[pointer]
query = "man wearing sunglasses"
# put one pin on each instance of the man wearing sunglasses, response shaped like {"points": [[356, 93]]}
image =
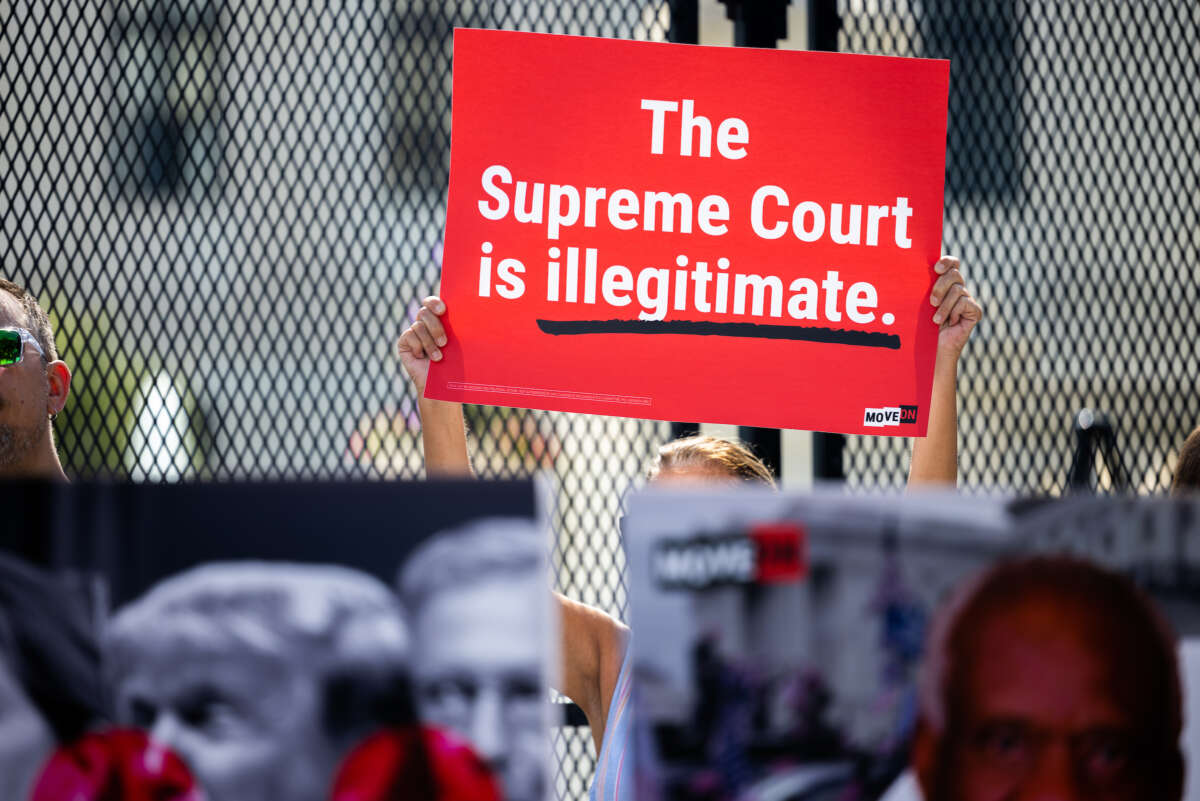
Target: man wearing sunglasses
{"points": [[34, 387]]}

· · ·

▶ DO THIS: Return each line of the listing above without any changes, leaving out the pictures.

▶ EXPECTED ANSWER:
[pointer]
query = "man wearing sunglasses"
# put one pin on each instance of the man wearing sunglasses, response shaped like {"points": [[356, 93]]}
image =
Target: man wearing sunglasses
{"points": [[34, 387]]}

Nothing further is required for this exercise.